→ **Recorded information**
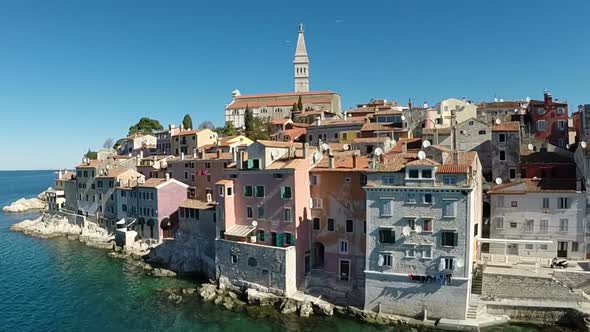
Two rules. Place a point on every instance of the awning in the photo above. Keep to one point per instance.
(239, 231)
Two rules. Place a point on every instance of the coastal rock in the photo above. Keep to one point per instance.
(305, 310)
(24, 204)
(160, 272)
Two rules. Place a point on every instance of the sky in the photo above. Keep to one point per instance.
(74, 73)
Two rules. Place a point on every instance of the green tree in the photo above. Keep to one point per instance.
(187, 122)
(145, 126)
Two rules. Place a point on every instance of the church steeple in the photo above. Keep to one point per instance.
(301, 64)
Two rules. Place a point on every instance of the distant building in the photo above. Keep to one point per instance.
(539, 209)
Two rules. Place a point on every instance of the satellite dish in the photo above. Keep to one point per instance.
(406, 231)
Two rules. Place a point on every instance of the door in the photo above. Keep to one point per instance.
(512, 249)
(562, 249)
(344, 270)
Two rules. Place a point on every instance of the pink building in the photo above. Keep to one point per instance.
(265, 204)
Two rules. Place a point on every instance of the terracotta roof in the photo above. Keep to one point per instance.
(197, 204)
(92, 163)
(343, 162)
(507, 126)
(535, 185)
(361, 140)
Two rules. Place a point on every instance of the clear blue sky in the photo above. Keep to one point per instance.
(73, 73)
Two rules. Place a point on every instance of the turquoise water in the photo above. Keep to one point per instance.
(60, 285)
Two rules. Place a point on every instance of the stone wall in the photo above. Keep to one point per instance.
(257, 266)
(526, 287)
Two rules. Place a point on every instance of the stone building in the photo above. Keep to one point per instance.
(338, 214)
(506, 145)
(539, 209)
(423, 216)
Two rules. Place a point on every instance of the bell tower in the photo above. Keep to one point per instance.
(301, 64)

→ **What the task asks**
Output the lines above as a two-column CSV with the headers text and answer. Give one row for each line that asks for points, with that line's wording and its full set of points each in a single quoted field, line breaks turned into spaces, and the pictures left out.

→ **In response**
text,answer
"Two rules. Place a point on every instance of the awning in the photo above. Keep to one point per instance.","(239, 231)"
"Two rules. Place a point on every instance of the coastal rock in the photo above. Keep to one point per instance.","(305, 310) (24, 204) (160, 272)"
"Two rules. Place a point on every instance of the sky in the photo above. Keep to one point per instance.","(74, 73)"
"Two rules. Place a point on every instance of the green tree in the photo above. Keep to one point per instance.","(187, 122) (145, 126)"
"Two rules. Place a point on every instance of the church steeple in the photo above. Keep to one point per instance.","(301, 64)"
"Two rules. Place a point on every instance of the distant building in the photo above. Keep to one point per instance.","(539, 209)"
"Two rules. Place a point on every instance of the satellite dish in the photo above. Keep to one point per instance.","(406, 231)"
"Two rules. Place a point on every instance of the door in the photo above. Keep to one point per instance.","(512, 249) (562, 249) (344, 270)"
"Two rules. Place a point on every instance of the pink building in the photo above. Keep to one point per instance.","(265, 204)"
"Two rules. Place a point on every instance of the terracotta roof in the photo above. Keep to one point per instance.","(197, 204) (92, 163) (343, 162) (507, 126) (535, 185) (361, 140)"
"Two rules. Place a point on every instance of the clear blue sky in the photo above. Keep to one point per instance.","(73, 73)"
"Two rules. Place a point on every instance of the turquoise water in the photo above. Keep to one point per instance.","(60, 285)"
"Two rules. Place a point on every instance of the stone wall in the photo above. Keep to one point per instance.","(257, 266) (526, 287)"
"Two rules. Place a point on every instance of the stone building in the photo above. Keep to one point per instance.","(338, 214) (506, 145) (539, 209) (423, 216)"
"Two rules. Place a point on every instance of the bell tower in the photo above. Keep to one point per instance.","(301, 64)"